INSTRUCTIONS FOR THE TASK: Where does the string "rocky" appear in the records? Copy each line that holds it.

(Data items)
________

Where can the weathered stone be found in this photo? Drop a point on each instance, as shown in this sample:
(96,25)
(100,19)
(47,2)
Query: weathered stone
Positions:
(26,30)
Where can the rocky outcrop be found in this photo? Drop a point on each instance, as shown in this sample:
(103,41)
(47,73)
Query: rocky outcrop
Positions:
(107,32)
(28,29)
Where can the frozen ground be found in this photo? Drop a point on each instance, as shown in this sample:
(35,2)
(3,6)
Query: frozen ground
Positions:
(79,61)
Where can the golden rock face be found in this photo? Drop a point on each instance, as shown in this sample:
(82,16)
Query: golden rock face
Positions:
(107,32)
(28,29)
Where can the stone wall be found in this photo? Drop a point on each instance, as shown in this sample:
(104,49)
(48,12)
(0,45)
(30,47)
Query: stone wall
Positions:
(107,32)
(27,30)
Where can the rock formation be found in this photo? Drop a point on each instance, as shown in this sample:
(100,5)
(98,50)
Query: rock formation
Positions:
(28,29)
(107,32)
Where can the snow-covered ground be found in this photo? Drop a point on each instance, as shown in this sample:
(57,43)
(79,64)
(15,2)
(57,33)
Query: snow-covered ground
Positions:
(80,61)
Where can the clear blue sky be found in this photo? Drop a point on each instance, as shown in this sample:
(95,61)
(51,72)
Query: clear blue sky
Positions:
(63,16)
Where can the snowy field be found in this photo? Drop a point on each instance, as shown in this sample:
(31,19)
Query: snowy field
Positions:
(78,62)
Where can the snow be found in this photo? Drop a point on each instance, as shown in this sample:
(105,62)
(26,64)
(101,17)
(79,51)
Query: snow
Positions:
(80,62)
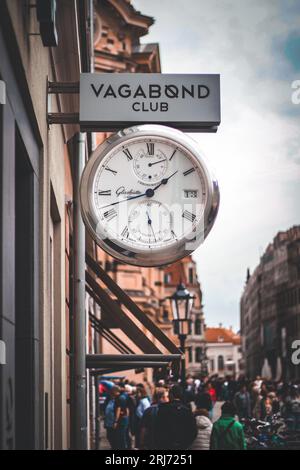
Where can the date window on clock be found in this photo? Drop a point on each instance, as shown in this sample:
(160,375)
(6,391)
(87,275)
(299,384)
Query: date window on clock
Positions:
(190,193)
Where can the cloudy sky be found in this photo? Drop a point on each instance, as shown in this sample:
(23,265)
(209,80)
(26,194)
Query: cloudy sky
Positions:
(255,46)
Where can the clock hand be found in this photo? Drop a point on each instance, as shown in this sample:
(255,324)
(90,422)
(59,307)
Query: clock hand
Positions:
(148,193)
(165,180)
(150,223)
(128,199)
(155,163)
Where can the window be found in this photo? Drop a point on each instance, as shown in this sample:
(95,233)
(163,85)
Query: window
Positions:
(198,354)
(220,362)
(198,327)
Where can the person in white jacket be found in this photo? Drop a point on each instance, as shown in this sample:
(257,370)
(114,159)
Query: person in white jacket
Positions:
(204,425)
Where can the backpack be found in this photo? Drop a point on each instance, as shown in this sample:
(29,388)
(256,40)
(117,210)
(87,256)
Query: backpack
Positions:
(175,426)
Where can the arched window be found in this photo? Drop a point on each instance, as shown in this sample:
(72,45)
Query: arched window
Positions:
(198,327)
(198,354)
(220,362)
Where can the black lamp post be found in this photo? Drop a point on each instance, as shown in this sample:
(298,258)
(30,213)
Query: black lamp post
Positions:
(181,305)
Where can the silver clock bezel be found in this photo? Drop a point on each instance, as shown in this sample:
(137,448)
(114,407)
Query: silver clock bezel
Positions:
(153,256)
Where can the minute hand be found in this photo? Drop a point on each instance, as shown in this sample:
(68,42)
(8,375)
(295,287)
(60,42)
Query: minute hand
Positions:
(165,180)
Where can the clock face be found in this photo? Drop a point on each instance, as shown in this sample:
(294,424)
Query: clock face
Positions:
(146,194)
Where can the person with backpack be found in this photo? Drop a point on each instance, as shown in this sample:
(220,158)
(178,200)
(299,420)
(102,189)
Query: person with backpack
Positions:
(204,425)
(143,403)
(175,425)
(227,433)
(148,437)
(242,402)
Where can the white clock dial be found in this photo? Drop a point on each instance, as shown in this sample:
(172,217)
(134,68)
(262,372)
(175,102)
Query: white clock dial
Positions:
(146,194)
(151,163)
(150,222)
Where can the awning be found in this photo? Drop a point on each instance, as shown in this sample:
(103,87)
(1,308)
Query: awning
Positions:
(120,317)
(107,363)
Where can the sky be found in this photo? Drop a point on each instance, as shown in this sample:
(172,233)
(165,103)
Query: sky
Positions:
(255,47)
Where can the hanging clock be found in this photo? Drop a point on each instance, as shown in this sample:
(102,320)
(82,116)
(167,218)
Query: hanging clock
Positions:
(147,196)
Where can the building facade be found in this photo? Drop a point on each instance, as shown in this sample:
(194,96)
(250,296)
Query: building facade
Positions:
(270,309)
(223,352)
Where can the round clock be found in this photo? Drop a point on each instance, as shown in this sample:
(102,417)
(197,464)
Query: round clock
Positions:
(147,196)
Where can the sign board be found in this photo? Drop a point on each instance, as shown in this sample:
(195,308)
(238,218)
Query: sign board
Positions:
(189,102)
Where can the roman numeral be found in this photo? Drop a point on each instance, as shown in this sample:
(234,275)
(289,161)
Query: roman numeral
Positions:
(109,215)
(128,154)
(125,232)
(106,192)
(172,155)
(187,172)
(150,148)
(112,171)
(189,216)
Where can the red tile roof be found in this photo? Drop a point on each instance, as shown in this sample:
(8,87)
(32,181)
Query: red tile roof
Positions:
(221,335)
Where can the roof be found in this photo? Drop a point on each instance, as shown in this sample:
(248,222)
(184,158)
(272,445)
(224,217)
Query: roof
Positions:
(221,335)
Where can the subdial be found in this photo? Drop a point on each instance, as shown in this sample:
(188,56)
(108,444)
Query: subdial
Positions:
(150,168)
(150,222)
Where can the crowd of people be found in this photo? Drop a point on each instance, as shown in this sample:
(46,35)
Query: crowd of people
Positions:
(138,416)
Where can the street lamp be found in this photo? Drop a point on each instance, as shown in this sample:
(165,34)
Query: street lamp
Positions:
(181,305)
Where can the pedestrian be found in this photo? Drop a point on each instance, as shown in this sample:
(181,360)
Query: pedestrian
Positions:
(131,403)
(204,426)
(242,402)
(256,403)
(203,400)
(227,433)
(148,423)
(143,403)
(176,427)
(116,419)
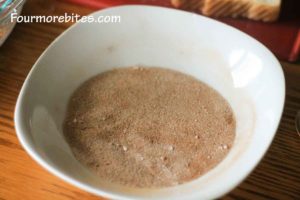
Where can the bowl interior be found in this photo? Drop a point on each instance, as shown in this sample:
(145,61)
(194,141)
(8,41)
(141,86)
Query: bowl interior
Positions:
(237,66)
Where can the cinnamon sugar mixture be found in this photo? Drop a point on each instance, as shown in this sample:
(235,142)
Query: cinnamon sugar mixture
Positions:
(148,127)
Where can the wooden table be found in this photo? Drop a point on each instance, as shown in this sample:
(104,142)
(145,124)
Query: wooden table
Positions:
(276,177)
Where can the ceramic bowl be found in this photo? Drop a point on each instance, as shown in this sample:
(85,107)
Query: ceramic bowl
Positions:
(244,71)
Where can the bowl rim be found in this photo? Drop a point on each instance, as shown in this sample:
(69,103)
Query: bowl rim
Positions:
(109,194)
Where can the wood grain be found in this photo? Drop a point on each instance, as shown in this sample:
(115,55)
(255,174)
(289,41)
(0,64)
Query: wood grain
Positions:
(276,177)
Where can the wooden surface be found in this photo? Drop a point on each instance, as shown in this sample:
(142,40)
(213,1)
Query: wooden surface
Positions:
(276,177)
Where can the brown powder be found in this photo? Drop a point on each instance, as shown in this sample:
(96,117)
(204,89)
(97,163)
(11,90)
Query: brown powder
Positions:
(148,127)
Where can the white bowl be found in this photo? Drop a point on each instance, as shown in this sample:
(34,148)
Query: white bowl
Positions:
(237,66)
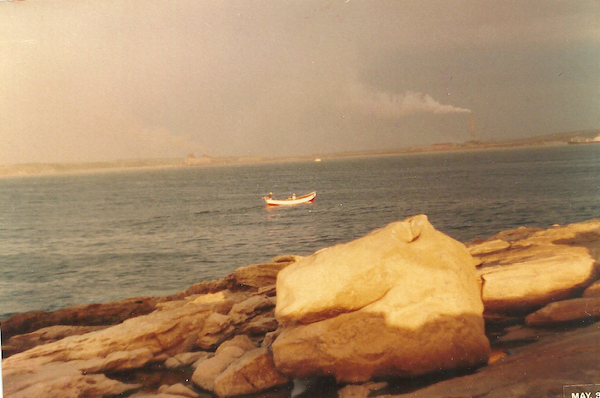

________

RESULT:
Where can the rocky outcrop be found in this photo? Drop a point on each instance, as shown in this sample:
Query: rocky outcrop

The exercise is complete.